[Set task 1]: Using the blog post below, list the little things the writer says brought a bit of joy that week.

[Document excerpt]:

· · · · ·

Sunday, November 13, 2011

It's weird how something tiny can trigger something so large.
:)
I don't know what happened, but I'm not so sad anymore. Maybe God is telling me something or He's just looking out for me, but...
:_
Honestly I can't explain it.
:)
Let me explain. I was extremely stressed out because of school and well just stuff in general and really wanted to cry, so I did.
:)
And I feel so much better, not when I was crying, but after. When I was crying, all I could think of was that I was so weak, why was I such a crybaby? But then when my tears subsided, I...it felt comforting, a relief, if you will. I..can't really explain it, but I can't thank God enough.
:)
I seemed to have found a little bit of joy in this week, in the little things, like my brother's teasing, my mom's nagging, my friends asking me "What's up?", it's just, I've been forgetting the big picture.
:)

· · · · ·

[The data]:

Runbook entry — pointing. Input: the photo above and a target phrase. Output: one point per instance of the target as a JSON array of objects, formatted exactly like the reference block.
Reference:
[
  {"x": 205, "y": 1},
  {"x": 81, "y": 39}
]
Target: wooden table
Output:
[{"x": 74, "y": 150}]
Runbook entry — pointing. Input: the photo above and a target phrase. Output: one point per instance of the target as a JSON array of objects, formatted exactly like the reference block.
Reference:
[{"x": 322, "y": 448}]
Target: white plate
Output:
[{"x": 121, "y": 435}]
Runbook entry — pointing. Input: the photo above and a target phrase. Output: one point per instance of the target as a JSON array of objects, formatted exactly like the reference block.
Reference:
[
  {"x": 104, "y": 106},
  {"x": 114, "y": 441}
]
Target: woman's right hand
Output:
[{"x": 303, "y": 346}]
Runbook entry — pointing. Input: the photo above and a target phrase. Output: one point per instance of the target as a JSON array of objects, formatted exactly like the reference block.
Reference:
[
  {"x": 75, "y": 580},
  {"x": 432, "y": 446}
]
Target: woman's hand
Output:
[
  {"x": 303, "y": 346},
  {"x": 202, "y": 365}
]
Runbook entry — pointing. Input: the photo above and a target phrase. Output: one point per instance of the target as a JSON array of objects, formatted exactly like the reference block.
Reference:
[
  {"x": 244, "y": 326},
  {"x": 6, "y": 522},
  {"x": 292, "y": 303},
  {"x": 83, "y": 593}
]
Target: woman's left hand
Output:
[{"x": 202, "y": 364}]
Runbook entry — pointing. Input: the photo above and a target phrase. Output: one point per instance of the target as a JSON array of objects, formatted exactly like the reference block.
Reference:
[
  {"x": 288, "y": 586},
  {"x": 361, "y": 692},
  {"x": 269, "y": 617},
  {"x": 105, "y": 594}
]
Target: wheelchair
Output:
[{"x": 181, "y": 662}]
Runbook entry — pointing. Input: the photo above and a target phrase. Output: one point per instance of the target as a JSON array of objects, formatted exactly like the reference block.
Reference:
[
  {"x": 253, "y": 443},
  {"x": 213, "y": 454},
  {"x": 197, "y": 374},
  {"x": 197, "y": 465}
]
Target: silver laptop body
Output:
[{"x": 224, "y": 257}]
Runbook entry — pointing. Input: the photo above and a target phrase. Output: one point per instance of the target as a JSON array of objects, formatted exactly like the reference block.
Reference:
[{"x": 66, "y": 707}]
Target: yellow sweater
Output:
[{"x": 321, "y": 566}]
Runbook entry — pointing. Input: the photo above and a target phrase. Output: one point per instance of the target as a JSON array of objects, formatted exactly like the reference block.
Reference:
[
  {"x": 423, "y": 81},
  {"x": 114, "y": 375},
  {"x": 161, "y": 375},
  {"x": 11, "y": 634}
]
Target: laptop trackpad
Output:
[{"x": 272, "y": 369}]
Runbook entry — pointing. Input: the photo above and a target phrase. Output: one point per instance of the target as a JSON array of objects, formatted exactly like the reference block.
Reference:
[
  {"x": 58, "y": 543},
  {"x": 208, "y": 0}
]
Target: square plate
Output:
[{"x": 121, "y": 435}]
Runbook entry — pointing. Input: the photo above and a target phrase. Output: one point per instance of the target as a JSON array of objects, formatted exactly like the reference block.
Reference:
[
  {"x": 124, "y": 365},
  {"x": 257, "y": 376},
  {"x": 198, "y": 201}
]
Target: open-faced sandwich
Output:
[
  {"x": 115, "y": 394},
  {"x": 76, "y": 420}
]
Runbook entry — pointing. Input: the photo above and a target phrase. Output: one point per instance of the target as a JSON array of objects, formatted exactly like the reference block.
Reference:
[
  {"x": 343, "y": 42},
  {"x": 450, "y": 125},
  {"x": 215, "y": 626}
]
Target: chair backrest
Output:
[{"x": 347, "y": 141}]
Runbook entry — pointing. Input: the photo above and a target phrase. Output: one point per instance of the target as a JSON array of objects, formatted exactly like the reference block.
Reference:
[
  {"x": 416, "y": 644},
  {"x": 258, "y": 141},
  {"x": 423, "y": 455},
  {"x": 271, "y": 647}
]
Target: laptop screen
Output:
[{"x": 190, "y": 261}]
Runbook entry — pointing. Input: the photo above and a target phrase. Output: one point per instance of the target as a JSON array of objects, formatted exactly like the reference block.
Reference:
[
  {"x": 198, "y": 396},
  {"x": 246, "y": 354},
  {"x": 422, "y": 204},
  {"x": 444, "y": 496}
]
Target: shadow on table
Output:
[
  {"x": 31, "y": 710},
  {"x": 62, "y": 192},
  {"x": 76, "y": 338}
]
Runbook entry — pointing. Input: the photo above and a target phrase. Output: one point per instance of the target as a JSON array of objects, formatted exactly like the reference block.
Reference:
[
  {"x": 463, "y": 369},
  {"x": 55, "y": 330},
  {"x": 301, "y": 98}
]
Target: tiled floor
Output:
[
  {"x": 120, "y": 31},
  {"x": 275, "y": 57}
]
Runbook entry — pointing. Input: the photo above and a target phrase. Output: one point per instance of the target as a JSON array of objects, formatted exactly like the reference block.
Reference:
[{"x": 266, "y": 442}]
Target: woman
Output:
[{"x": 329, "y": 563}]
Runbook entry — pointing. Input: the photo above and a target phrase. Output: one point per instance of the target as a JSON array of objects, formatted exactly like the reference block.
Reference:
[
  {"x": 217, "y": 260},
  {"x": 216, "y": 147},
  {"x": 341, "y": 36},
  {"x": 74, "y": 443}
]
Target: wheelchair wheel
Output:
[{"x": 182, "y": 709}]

· · · · ·

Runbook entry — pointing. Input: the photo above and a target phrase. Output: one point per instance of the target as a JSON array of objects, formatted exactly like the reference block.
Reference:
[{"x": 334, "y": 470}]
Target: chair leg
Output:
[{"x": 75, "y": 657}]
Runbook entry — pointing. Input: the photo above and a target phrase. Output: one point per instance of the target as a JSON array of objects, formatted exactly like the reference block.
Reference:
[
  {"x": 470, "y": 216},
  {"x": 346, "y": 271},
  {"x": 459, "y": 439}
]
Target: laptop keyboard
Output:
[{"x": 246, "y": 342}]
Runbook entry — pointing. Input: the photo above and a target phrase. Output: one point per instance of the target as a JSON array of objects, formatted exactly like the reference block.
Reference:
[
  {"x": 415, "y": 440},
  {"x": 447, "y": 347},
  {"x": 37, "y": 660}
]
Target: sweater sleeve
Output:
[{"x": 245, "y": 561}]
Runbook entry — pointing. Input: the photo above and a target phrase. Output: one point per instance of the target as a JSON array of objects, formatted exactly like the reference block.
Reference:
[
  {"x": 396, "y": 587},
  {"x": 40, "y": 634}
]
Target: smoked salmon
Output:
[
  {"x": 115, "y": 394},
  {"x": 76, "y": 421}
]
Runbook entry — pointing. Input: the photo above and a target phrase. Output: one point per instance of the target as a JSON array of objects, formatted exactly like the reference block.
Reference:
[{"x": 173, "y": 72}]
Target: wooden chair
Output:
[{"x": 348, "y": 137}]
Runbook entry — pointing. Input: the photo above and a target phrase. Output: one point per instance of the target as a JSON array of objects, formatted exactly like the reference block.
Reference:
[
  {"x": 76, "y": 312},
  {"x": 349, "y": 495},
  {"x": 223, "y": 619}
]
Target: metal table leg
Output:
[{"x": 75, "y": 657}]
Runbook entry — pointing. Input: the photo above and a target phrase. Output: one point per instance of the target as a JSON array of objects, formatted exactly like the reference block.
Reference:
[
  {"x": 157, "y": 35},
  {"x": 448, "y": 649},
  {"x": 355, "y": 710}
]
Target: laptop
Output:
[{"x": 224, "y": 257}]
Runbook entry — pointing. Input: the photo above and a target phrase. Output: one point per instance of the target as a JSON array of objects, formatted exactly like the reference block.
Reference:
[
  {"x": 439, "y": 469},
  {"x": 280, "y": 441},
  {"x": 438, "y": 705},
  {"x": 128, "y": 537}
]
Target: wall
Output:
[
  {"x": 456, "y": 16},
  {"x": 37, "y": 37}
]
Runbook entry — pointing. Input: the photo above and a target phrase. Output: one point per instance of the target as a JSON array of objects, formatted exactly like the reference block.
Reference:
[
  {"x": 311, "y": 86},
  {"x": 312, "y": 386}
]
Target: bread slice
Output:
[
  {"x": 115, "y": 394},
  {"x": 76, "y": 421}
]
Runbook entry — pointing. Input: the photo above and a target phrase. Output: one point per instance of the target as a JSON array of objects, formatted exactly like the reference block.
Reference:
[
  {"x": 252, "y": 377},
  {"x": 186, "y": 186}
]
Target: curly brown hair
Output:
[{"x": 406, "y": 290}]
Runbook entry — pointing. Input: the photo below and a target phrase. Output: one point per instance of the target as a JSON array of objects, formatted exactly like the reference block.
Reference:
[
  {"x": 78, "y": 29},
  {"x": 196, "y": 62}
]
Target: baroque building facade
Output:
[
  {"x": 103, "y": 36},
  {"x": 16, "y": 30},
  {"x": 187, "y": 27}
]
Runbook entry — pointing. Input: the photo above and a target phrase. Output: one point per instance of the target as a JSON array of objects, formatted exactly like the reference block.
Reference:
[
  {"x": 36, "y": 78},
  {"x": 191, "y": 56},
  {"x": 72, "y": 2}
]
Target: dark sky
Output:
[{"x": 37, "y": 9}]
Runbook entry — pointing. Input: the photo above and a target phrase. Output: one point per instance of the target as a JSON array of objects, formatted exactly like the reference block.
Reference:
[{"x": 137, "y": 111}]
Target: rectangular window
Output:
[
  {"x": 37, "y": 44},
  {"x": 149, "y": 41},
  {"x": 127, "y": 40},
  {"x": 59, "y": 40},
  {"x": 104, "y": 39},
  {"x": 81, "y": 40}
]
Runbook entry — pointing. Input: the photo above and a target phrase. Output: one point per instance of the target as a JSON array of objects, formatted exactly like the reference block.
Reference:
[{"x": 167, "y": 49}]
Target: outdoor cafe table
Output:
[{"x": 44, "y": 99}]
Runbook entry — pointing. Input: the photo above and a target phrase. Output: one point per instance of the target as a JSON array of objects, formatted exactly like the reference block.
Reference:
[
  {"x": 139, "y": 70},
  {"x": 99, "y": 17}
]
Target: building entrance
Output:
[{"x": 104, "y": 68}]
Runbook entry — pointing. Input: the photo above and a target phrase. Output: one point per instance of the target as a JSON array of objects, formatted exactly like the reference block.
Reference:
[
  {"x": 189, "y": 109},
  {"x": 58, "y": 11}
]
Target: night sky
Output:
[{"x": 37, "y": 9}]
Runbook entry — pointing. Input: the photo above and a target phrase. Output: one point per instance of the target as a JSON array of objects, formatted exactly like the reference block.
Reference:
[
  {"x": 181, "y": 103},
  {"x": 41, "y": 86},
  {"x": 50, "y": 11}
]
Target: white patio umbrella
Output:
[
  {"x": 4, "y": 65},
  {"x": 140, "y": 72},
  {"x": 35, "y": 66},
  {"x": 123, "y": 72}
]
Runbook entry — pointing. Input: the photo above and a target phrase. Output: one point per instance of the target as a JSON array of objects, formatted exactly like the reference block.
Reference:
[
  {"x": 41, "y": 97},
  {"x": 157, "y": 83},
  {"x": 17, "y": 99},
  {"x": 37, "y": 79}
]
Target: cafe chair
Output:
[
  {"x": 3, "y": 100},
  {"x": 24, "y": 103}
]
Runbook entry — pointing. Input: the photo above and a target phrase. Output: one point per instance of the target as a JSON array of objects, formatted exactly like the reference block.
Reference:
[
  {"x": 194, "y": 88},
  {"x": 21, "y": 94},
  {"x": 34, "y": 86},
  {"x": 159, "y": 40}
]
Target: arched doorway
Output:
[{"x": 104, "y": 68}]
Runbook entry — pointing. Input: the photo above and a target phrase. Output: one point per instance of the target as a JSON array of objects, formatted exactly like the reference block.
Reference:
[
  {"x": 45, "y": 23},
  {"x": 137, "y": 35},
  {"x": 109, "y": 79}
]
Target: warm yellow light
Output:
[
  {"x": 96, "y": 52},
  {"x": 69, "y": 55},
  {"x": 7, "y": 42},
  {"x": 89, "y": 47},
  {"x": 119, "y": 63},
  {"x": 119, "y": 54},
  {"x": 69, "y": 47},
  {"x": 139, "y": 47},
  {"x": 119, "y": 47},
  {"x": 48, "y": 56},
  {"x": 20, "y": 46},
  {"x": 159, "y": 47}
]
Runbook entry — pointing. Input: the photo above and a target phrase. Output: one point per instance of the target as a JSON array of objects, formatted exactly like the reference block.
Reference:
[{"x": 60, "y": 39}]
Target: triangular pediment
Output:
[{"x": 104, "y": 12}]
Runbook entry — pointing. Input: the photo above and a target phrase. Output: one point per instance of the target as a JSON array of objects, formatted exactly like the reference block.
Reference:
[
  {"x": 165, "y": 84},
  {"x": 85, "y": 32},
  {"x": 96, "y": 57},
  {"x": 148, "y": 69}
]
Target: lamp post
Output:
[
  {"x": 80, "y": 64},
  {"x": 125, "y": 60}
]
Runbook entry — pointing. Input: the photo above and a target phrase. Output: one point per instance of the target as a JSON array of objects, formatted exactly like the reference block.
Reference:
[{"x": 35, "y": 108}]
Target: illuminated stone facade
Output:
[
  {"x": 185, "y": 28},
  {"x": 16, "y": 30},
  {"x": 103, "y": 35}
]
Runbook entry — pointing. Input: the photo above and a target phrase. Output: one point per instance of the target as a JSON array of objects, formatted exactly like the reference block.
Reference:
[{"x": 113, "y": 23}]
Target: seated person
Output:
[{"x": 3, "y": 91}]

· · · · ·

[Set task 2]: Report every line of the records above that contains the word "yellow".

[Correct output 1]:
- My brother's teasing
- My mom's nagging
- My friends asking me "What's up?"

[Correct output 2]:
Target: yellow sweater
Target: warm yellow light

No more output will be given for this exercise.